**About this exercise**: Copy all lines below that use the word "tree".
-------- Data
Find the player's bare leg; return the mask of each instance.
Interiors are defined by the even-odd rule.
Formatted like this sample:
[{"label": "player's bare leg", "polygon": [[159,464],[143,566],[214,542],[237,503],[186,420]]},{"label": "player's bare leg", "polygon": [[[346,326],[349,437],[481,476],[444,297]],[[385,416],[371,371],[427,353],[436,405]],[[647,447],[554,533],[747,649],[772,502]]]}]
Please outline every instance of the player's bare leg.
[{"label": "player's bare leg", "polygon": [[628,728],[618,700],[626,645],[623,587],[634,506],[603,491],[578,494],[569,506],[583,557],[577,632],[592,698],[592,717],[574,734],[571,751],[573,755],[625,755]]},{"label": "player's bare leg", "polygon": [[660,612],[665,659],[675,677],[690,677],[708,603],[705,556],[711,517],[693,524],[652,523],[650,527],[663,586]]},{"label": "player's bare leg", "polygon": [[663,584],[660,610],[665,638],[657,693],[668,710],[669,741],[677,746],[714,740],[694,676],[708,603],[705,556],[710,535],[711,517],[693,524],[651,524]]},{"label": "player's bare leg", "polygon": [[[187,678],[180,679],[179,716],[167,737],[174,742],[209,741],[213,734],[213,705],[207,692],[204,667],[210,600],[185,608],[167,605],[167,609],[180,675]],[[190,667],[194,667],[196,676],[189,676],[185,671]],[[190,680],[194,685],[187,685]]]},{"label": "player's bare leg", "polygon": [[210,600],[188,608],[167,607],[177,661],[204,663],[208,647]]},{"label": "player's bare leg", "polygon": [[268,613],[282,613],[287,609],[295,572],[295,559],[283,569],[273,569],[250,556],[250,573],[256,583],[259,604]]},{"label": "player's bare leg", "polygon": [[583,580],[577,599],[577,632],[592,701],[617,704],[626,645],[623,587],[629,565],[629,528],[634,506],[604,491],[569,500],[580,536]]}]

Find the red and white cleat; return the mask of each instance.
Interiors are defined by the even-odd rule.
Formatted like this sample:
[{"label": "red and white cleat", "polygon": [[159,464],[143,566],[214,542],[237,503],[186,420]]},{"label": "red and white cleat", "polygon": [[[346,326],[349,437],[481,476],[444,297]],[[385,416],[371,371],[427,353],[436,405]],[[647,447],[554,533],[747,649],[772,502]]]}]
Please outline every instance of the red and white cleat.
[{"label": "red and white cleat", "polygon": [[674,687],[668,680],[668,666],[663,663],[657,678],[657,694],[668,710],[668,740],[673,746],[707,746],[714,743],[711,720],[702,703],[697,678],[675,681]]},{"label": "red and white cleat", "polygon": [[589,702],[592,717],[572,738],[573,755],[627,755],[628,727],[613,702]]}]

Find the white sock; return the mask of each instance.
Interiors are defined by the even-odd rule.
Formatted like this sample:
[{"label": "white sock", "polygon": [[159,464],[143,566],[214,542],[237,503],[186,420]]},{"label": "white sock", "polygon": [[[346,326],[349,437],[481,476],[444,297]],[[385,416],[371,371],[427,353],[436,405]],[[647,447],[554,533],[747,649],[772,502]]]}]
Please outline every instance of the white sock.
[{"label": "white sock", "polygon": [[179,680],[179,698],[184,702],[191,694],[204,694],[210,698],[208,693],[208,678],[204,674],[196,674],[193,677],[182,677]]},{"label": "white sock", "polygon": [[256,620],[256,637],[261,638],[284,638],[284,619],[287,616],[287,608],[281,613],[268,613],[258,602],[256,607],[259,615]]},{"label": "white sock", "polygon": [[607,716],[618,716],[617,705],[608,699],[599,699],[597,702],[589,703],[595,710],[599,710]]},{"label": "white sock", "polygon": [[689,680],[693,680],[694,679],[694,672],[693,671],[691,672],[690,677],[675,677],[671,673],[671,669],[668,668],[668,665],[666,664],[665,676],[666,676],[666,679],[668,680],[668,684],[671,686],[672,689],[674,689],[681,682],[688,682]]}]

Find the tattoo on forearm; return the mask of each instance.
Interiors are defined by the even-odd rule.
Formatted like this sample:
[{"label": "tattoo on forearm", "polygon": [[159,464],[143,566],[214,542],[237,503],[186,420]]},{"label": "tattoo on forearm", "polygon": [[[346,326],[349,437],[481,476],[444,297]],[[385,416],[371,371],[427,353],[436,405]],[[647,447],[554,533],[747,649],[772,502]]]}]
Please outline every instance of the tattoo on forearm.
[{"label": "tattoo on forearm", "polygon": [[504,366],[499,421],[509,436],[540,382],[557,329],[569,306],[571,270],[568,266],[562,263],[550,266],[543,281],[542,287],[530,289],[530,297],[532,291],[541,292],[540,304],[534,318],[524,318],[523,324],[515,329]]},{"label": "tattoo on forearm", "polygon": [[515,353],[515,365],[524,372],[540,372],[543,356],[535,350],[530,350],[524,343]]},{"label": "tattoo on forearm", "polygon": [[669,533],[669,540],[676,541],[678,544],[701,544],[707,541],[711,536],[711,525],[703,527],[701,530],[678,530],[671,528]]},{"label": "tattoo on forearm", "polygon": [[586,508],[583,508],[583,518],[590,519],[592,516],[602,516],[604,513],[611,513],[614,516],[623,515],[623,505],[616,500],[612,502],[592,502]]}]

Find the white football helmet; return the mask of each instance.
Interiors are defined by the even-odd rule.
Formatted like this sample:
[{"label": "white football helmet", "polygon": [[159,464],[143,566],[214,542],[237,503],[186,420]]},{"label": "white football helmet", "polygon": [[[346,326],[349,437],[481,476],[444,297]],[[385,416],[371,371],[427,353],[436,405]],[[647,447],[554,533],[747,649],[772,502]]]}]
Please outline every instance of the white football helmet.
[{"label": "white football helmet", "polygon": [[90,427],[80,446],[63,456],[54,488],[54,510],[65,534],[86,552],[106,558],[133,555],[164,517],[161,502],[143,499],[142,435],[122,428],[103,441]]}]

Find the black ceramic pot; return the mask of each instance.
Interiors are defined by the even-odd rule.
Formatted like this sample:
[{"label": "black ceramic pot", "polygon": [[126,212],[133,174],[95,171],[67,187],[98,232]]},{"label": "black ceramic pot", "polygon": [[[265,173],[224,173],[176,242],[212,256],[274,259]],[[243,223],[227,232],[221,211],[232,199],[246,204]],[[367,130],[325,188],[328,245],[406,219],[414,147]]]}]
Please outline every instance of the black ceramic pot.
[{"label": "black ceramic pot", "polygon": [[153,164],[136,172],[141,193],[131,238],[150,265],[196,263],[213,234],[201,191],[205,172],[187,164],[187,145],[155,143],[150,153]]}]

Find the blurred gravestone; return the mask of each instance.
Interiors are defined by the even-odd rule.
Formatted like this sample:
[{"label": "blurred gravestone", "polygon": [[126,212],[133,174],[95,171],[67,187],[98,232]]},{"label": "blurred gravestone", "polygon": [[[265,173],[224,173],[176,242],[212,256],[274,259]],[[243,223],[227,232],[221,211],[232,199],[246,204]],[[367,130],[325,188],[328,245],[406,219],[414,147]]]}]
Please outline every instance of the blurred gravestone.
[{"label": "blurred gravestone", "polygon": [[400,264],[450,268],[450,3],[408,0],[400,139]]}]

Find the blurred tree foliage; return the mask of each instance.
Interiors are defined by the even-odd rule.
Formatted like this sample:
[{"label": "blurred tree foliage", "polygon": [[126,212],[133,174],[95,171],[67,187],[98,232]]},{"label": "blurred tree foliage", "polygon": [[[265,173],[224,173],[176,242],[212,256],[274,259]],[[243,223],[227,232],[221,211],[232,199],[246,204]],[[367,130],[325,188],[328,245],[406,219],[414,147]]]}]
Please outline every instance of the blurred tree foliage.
----------------
**Task output**:
Find the blurred tree foliage; return the mask of each instance.
[{"label": "blurred tree foliage", "polygon": [[126,212],[133,174],[95,171],[67,187],[98,232]]},{"label": "blurred tree foliage", "polygon": [[[265,173],[224,173],[176,242],[212,256],[274,259]],[[243,223],[227,232],[221,211],[232,199],[246,204]],[[367,130],[325,188],[328,245],[406,219],[414,147]]]}]
Please outline every instance of the blurred tree foliage.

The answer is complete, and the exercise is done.